** Begin Data for this exercise **
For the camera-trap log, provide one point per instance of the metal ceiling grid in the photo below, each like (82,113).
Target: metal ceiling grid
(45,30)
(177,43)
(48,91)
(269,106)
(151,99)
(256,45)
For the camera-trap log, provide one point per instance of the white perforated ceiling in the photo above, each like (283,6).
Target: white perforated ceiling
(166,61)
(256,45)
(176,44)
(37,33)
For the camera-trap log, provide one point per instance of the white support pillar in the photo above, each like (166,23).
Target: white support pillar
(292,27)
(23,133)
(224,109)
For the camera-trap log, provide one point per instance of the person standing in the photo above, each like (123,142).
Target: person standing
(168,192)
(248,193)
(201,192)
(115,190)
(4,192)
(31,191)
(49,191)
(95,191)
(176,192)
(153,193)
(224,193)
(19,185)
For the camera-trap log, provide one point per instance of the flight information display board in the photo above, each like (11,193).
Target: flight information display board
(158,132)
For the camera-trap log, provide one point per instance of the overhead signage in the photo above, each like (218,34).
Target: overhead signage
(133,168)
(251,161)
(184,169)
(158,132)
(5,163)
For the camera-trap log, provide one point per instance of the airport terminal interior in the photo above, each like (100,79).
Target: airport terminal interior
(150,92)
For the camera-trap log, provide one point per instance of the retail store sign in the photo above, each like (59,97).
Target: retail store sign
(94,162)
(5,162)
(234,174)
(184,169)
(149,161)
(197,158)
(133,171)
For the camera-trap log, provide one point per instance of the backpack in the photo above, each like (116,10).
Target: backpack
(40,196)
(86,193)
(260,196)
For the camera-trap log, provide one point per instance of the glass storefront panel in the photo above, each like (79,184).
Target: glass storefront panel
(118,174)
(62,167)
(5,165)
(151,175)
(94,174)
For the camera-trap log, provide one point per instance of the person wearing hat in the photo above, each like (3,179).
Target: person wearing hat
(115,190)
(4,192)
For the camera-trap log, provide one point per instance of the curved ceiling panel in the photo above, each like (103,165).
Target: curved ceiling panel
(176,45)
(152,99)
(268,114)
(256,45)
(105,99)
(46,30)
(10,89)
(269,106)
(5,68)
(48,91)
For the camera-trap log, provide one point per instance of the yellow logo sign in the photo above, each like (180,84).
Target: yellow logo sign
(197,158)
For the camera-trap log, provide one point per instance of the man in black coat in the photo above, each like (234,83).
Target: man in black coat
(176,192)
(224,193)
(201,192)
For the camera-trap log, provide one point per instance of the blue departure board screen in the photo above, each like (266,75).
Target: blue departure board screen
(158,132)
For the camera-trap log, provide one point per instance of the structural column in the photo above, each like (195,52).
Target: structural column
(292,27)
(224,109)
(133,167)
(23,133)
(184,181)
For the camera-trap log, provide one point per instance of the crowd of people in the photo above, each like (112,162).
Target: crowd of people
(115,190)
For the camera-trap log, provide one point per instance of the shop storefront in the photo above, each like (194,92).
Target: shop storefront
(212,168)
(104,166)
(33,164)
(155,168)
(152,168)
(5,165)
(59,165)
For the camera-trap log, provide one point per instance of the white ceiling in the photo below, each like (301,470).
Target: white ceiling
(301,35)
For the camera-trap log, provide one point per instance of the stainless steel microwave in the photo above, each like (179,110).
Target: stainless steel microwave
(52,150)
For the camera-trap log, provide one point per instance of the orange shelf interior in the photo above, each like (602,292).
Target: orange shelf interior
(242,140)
** End Data for this exercise **
Task statement ▸ Which lines run from the one containing "each like (301,470)." to the end of the entries above? Quote exactly those, and only those.

Output of the task ▸
For the camera-trap log, provide one point per instance of the white ceiling in the photo below, each like (301,470).
Target: white ceiling
(301,35)
For the camera-trap log, provide one point per instance of the stainless steel microwave in the photo above, each like (179,110).
Target: stainless steel microwave
(52,150)
For the camera-trap log, provide one point per instance of the orange shelf interior in the photo above, each like (602,292).
Target: orange shelf interior
(242,140)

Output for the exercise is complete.